§ **Written problem**: Copy, word for word, the records from the line containing "Can you find the dirt" through the line containing "<point>161,83</point>", with both of those lines included.

=== Excerpted records ===

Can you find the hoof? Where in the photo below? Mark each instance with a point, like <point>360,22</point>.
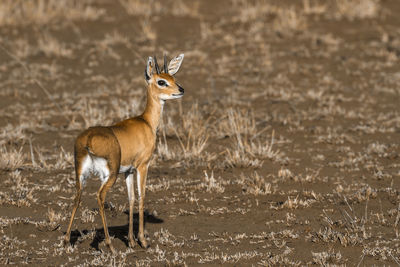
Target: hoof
<point>132,243</point>
<point>143,243</point>
<point>113,251</point>
<point>66,242</point>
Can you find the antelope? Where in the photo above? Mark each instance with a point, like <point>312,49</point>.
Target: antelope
<point>125,147</point>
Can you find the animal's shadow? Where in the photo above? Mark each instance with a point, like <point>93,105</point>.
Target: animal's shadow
<point>120,231</point>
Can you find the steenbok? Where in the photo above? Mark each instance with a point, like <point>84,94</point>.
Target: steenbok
<point>126,147</point>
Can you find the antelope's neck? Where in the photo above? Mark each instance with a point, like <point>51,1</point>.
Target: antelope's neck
<point>153,111</point>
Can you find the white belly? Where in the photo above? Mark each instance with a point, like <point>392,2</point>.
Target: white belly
<point>94,165</point>
<point>125,169</point>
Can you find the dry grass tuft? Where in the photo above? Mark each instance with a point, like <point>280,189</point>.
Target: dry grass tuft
<point>11,158</point>
<point>20,12</point>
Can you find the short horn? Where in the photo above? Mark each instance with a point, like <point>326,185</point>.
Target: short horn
<point>156,65</point>
<point>165,64</point>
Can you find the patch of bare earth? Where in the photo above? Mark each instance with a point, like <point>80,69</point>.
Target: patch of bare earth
<point>283,151</point>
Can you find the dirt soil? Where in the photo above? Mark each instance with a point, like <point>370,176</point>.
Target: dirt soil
<point>283,151</point>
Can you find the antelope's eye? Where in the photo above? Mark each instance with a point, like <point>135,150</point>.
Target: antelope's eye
<point>161,83</point>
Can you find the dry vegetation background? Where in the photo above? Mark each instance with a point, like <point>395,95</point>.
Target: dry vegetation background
<point>283,151</point>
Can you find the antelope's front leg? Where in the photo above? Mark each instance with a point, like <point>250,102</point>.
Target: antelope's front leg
<point>141,181</point>
<point>131,199</point>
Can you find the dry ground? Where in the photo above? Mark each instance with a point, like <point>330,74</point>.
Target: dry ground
<point>283,151</point>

===

§ **Written solution**:
Can you find the dirt soil? Where in the photo above? Mark each instance with a point, like <point>370,176</point>.
Target: dirt soil
<point>283,151</point>
Can you find the antelope's eye? Where in the photo above? Mark each instance with a point, like <point>135,150</point>.
Target: antelope's eye
<point>161,83</point>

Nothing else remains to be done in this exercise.